REQUIRED TASK —
Every entry needs to be printed exactly, please.
* * *
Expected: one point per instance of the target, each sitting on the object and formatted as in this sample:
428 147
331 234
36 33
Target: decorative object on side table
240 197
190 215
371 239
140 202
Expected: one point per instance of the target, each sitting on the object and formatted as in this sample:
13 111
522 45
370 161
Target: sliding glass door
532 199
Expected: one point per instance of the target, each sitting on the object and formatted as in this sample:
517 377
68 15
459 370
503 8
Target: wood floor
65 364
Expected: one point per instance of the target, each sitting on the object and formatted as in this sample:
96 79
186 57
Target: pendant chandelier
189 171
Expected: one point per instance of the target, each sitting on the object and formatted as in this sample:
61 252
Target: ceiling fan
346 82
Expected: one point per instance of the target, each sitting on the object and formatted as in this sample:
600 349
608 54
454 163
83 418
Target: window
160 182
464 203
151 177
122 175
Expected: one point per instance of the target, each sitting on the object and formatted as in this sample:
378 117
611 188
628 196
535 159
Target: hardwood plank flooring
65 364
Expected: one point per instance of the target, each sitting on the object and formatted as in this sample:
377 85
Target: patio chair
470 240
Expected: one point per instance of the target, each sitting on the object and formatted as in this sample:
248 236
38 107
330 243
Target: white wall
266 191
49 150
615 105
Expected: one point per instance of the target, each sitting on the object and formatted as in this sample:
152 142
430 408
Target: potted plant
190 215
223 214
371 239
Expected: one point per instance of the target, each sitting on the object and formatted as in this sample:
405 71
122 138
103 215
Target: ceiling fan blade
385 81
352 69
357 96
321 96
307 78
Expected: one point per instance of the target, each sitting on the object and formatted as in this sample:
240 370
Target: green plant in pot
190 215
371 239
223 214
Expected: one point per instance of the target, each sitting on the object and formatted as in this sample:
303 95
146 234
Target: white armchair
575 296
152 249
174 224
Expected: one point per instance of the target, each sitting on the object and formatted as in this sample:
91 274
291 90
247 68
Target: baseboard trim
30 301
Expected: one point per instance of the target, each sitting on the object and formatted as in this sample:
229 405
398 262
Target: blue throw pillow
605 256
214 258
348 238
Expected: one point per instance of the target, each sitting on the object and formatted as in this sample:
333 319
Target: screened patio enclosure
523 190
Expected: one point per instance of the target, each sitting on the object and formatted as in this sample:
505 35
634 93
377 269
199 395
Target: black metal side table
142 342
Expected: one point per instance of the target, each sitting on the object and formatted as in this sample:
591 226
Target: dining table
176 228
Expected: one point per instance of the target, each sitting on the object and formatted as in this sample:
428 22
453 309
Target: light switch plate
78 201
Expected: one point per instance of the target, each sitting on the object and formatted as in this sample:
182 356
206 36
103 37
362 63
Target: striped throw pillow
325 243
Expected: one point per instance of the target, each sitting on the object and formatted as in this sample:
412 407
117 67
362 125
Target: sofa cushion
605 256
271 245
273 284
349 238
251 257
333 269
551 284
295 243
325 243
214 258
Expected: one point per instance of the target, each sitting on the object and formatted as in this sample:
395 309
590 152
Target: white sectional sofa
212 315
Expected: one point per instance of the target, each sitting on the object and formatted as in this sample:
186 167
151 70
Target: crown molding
* * *
SOLUTION —
Expected: one point per instance of the target, each sitting on the object and formatted as in this sample:
428 147
331 234
36 33
Target: decorative object on side table
240 197
190 215
371 239
140 202
Expected: one point per instance of the target, each sitting on the object and formatted as in this sample:
13 111
522 45
370 161
Target: sliding glass door
532 199
Expected: one point per instance of the target, each sitting on the object and formatted as in this sample:
517 377
68 15
459 370
503 8
Target: wood floor
65 364
Expected: one point per instance of the target, each sitting on the object and formatted as in this sample:
96 79
186 57
Target: pendant chandelier
189 171
Expected: one point per instance of the target, each sitting on the object and formatted as in this sample:
61 252
Target: ceiling fan
346 82
Expected: one point per instance of the target, each sitting on the object and formatted as in this sample:
600 349
608 54
454 163
83 418
Target: window
160 182
464 203
151 177
122 175
Expected: one point per instance of the target, each sitting on the object and formatted as in this sample:
378 117
611 188
628 196
535 159
Target: hardwood plank flooring
65 364
Expected: one point per instance of the target, each sitting on the object and formatted as in this sample:
377 85
Target: patio chair
470 240
Expected: one point per instance of the target, each sitting on the object and formatted as in this sample:
248 236
38 107
330 243
Target: white wall
266 191
49 150
615 105
Expected: one point per instance of the target, each sitting on the object and formatted as in this sample:
152 142
430 408
Target: potted plant
190 215
223 214
371 239
Expected: one point per instance of the target, each sitting on the object and formatted as in this sample:
405 71
122 138
103 215
Target: ceiling fan blade
385 81
352 69
357 96
321 96
307 78
Expected: one point per instance of the target, each sitting on the object and formatted as in this sample:
240 370
Target: green plant in pot
190 215
371 239
223 214
Expected: one point per instance of the target, each sitting on the object and formatted as in this sample:
303 95
146 234
Target: white armchair
575 296
152 249
174 224
Expected: one point per instance of the target, each sitting on the object and formatted as in this sample:
91 274
291 90
247 68
Target: baseboard trim
30 301
Expected: one point per instance of the target, each sitting on the object and formatted as in this sample:
229 405
398 262
Target: blue throw pillow
605 256
214 258
348 238
Expected: one point per instance of the target, each sitting on the object and formatted as in this sample:
333 319
Target: screened patio enclosure
523 190
Expected: one point per instance of the target, each sitting on the object and formatted as in this sample:
505 35
634 93
377 269
199 395
Target: black metal side table
142 342
Expected: one point per instance of the target, each sitting on the object and formatted as in this sample:
591 226
Target: dining table
176 228
Expected: one point per instance of the target, each sitting on the object and formatted as in this sample:
428 22
453 309
Target: light switch plate
78 201
Expected: one point per instance of the target, each sitting on the object and formatted as in this sample:
182 356
206 36
103 37
362 63
Target: striped throw pillow
325 243
Expected: one point per instance of the target, each sitting on the object and formatted as in this sample:
412 407
117 67
362 125
Target: sofa cushion
605 256
271 245
273 284
349 238
251 257
333 269
551 284
295 243
325 243
214 258
Expected: one point per instance of the target, each sitting on the object and formatted as in this sample:
395 309
590 152
Target: white sectional sofa
212 315
Expected: one point per instance of the target, each sitting on the object and formatted as in this sample:
186 167
151 70
Target: crown molding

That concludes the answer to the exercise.